Extracted records:

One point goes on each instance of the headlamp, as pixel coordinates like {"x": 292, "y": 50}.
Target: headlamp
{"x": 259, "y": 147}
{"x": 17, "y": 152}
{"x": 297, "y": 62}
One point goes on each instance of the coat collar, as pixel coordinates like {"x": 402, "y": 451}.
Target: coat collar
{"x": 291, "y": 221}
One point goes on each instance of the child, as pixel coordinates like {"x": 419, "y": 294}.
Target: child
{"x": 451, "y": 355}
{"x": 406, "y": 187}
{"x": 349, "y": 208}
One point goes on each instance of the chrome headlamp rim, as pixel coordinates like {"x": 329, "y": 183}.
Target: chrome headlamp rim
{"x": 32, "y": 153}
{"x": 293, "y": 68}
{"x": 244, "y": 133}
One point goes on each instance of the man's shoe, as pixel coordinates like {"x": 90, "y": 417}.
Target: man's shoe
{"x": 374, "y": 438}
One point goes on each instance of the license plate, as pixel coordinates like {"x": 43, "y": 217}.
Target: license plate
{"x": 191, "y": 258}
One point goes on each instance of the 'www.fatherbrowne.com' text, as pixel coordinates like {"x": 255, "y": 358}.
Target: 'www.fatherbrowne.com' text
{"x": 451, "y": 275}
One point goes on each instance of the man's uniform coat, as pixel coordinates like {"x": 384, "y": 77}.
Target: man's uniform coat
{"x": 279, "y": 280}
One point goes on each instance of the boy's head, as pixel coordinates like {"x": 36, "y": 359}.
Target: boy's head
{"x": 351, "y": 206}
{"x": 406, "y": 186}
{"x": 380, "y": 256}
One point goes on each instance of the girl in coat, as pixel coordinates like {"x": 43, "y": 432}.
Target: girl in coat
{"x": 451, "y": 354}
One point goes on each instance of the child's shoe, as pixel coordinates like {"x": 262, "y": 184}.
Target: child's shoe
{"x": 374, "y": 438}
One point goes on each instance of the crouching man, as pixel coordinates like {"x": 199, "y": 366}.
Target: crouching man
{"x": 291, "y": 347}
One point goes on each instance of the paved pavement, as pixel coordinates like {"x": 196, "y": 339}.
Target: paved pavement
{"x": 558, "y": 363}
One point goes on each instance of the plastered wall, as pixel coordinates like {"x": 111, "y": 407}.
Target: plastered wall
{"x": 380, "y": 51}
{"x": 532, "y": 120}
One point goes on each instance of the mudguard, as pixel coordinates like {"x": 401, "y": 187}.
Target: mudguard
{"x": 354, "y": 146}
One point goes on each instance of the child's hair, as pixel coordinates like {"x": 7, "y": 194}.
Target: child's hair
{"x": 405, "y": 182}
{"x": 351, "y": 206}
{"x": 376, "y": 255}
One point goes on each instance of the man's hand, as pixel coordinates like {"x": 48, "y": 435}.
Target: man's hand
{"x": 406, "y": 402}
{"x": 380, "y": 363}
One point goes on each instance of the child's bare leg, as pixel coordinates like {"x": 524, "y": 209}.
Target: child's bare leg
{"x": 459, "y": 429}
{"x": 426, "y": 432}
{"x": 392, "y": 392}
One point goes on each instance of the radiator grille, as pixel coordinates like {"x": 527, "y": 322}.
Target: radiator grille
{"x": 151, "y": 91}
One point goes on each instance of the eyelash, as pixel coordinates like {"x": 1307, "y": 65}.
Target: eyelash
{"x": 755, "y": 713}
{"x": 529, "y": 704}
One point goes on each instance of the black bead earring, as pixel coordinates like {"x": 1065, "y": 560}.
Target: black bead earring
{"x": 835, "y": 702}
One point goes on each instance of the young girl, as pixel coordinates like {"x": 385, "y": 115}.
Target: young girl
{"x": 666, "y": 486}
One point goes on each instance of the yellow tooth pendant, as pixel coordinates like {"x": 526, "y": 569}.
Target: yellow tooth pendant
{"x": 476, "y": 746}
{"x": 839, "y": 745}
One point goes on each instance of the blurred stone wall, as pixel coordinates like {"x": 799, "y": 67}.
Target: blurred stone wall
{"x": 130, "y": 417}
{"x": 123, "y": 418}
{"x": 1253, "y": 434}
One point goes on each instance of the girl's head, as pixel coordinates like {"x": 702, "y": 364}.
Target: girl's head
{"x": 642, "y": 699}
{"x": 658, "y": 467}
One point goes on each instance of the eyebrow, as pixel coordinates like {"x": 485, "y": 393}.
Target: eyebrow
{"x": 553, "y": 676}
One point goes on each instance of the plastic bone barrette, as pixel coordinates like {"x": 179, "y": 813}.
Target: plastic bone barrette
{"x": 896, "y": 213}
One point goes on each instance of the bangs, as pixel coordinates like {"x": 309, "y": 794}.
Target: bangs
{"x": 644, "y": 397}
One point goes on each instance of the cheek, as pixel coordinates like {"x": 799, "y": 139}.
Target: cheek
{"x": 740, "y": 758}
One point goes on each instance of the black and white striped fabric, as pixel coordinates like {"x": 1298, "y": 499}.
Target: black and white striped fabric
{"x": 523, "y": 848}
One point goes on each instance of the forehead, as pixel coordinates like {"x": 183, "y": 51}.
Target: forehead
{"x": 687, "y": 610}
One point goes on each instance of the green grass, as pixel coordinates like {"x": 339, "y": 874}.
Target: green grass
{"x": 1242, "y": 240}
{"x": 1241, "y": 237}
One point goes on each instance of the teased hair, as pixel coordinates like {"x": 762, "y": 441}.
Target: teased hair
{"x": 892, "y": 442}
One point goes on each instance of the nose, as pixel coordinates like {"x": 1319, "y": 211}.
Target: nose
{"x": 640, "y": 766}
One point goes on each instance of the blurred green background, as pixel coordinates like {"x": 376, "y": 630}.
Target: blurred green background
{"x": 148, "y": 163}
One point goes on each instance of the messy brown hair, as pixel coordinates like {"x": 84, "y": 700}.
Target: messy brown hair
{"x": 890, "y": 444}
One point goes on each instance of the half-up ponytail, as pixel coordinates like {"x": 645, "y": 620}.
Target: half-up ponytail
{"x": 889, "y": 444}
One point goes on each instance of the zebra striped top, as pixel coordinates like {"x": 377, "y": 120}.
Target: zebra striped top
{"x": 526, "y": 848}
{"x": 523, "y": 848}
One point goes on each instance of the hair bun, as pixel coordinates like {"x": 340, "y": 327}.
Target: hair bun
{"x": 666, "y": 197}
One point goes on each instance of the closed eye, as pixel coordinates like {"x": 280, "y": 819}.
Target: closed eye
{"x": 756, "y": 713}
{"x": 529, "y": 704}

§ WORK TO DO: Rescale the records from the line with "One point goes on each instance of the green" through the end of the records, both ends included, and output those lines again, requests included. Multiply every point coordinate in the answers by 2.15 and round to the nearest whole number, halves up. Leave the requests and their sample coordinates unchanged.

§ OUTPUT BELOW:
One point goes on each instance of the green grass, as pixel coordinates like {"x": 339, "y": 874}.
Target: green grass
{"x": 2670, "y": 516}
{"x": 2668, "y": 510}
One point goes on each instance of the teased hair, as pixel coordinates like {"x": 762, "y": 441}.
Target: teased hair
{"x": 1918, "y": 950}
One point goes on each instance of the nose, as pixel coordinates like {"x": 1319, "y": 211}.
Target: nose
{"x": 1376, "y": 1647}
One point goes on each instance of the blurred green background, as pixel coordinates like {"x": 376, "y": 630}.
Target: blurred green background
{"x": 318, "y": 350}
One point goes on each instance of the messy brown hair, as pixel coordinates like {"x": 84, "y": 700}.
Target: messy brown hair
{"x": 1914, "y": 955}
One point goes on each instance of the half-up ponytail, as pixel coordinates like {"x": 645, "y": 620}.
Target: half-up ponytail
{"x": 1911, "y": 955}
One point goes on each instance of the zebra striped top, as pixel coordinates like {"x": 377, "y": 120}.
Target: zebra striped top
{"x": 1131, "y": 1823}
{"x": 1124, "y": 1823}
One point goes on each instance of the hair bun, as pixel coordinates like {"x": 340, "y": 327}.
Target: hair bun
{"x": 1432, "y": 424}
One point goes on each instance of the closed eye, as pixel coordinates like {"x": 280, "y": 819}.
Target: closed eye
{"x": 1625, "y": 1533}
{"x": 1137, "y": 1514}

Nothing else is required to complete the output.